Exercise goal:
Collect every line of the records below that contains the string "wave". Matching is case-sensitive.

Data supplied:

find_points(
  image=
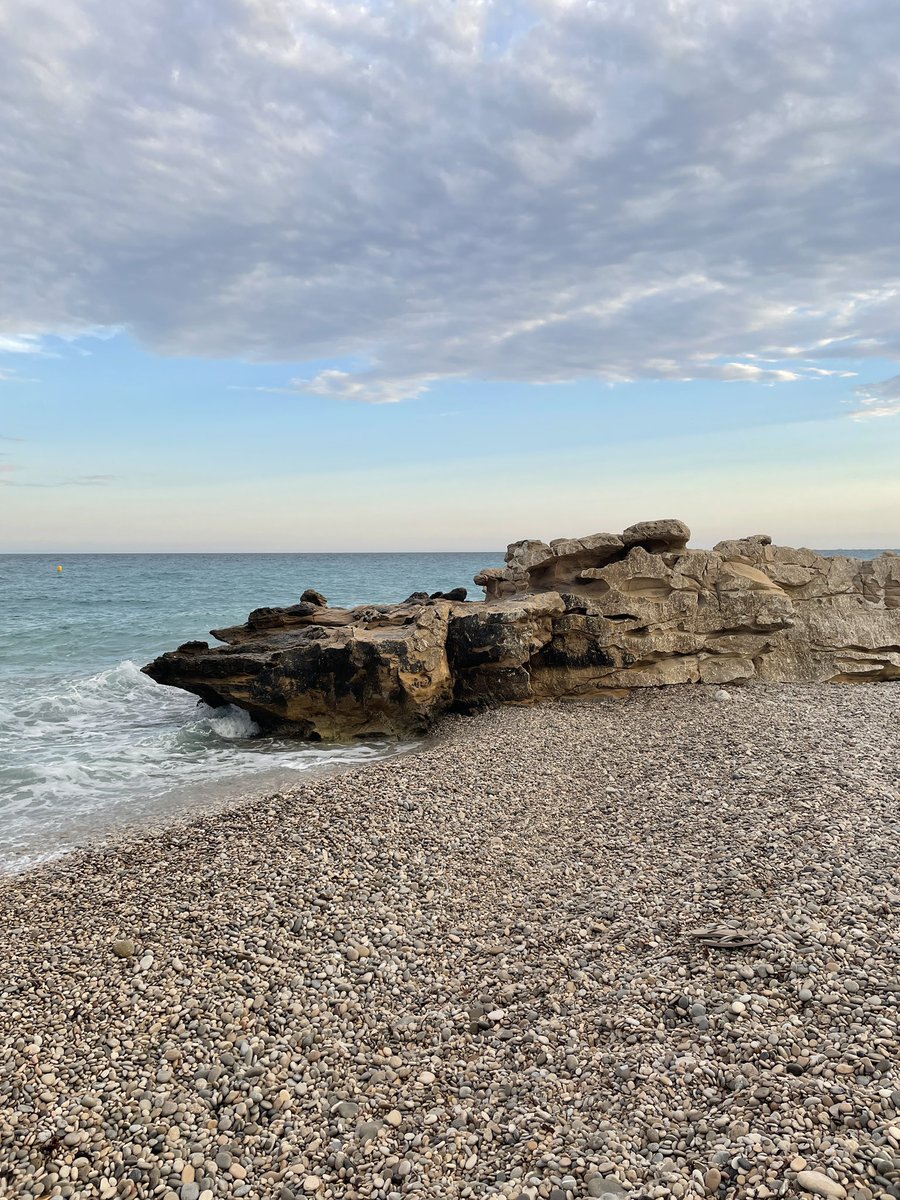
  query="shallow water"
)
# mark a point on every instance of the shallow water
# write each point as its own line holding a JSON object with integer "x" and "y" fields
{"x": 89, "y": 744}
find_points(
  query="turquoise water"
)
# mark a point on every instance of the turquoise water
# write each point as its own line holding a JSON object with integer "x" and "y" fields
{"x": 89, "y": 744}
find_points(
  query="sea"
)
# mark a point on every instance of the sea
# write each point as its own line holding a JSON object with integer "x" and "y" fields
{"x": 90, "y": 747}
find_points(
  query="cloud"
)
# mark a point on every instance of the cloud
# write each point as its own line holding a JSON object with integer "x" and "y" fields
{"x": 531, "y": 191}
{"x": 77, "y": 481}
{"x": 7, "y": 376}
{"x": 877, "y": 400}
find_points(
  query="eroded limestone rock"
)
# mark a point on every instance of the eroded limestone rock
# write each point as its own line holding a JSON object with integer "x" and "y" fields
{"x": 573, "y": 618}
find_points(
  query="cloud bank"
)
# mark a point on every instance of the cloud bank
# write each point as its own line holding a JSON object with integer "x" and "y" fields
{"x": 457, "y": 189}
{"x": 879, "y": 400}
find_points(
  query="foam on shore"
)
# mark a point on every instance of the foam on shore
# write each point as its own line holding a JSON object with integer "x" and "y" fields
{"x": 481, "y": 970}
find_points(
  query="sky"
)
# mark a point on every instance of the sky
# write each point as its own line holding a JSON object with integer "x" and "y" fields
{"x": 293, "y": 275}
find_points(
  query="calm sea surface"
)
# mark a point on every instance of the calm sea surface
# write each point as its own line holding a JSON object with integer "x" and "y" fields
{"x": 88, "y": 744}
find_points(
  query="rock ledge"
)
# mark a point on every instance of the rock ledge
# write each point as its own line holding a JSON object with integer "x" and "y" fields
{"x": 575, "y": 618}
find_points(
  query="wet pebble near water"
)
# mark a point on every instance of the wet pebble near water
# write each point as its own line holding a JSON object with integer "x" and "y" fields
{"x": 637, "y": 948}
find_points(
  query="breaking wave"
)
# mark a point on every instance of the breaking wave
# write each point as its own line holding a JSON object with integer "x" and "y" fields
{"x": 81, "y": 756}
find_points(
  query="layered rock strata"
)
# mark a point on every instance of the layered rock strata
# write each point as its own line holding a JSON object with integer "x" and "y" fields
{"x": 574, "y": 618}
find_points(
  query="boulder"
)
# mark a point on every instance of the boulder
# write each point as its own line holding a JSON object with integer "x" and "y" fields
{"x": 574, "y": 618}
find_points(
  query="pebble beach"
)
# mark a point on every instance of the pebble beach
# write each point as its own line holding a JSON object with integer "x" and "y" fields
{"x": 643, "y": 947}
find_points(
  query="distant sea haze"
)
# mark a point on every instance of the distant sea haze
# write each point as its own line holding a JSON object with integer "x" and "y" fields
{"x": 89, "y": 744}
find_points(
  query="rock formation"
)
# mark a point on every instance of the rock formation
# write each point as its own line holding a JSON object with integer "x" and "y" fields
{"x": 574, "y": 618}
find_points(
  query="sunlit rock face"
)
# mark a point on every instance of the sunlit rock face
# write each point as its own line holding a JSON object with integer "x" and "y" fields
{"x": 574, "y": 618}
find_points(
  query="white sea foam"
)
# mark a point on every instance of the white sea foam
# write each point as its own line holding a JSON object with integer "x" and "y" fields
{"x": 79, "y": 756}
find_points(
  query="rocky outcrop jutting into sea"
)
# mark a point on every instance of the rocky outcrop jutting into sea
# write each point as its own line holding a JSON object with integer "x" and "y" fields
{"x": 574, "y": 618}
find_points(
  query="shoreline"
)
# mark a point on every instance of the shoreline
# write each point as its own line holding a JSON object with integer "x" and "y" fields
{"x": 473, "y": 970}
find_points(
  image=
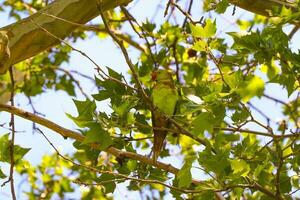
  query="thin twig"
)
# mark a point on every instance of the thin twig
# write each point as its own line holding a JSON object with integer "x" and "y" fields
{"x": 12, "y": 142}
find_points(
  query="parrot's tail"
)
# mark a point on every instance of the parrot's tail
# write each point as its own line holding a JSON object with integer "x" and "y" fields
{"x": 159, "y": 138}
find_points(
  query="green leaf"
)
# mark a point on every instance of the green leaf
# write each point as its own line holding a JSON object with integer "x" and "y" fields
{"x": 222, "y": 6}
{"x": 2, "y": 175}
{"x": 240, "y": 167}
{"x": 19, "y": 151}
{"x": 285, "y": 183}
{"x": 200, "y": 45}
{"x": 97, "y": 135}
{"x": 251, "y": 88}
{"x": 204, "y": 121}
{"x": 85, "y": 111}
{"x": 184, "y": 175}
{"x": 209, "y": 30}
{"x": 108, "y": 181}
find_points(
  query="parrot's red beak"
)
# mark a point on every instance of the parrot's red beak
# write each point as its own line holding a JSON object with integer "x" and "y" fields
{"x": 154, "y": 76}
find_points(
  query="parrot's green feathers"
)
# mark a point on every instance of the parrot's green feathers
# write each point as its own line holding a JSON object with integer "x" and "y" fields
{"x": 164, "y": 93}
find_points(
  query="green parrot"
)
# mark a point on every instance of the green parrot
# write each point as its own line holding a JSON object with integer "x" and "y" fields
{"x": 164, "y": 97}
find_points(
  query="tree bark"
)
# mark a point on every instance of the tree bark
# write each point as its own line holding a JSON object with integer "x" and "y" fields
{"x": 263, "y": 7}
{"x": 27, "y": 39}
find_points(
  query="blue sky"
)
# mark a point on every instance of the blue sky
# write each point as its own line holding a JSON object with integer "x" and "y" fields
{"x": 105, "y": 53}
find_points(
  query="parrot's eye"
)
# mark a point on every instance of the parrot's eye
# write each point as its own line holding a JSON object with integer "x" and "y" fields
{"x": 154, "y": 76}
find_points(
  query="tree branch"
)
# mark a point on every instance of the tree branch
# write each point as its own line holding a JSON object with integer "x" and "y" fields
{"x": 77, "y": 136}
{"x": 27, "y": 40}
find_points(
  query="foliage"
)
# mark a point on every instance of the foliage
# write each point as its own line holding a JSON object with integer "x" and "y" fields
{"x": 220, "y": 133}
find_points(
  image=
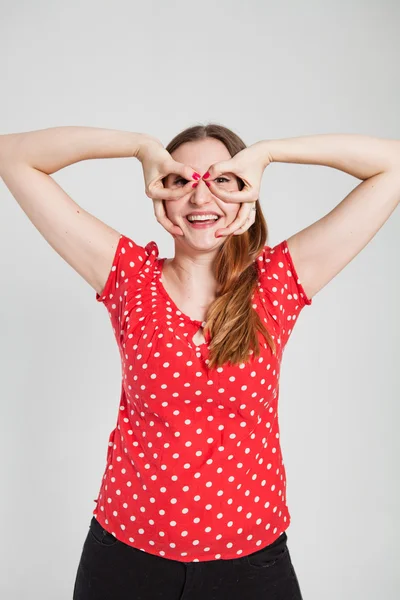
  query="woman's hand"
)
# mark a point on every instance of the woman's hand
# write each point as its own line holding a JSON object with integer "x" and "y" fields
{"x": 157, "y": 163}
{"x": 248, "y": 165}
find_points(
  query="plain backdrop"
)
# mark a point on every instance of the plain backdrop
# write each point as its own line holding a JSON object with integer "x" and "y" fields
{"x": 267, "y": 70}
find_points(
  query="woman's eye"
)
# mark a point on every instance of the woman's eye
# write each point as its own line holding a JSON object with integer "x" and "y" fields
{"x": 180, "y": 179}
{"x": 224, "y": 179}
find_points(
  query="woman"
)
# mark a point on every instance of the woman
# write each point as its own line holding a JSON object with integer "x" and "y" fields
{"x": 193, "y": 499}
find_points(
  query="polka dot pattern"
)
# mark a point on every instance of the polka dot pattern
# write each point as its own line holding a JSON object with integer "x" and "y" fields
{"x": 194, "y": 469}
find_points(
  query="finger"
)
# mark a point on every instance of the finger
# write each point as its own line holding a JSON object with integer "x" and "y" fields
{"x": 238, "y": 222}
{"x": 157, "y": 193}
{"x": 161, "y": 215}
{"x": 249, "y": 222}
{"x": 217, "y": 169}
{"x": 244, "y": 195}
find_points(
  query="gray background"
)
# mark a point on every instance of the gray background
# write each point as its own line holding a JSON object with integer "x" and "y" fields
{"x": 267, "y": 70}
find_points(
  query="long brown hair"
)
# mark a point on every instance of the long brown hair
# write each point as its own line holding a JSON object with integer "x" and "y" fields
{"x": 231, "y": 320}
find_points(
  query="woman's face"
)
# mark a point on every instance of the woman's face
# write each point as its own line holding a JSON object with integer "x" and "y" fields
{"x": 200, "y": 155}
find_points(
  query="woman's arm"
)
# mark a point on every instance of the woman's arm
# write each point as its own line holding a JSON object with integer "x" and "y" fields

Solution for this problem:
  query="breaking wave"
# mark a point on every instance of the breaking wave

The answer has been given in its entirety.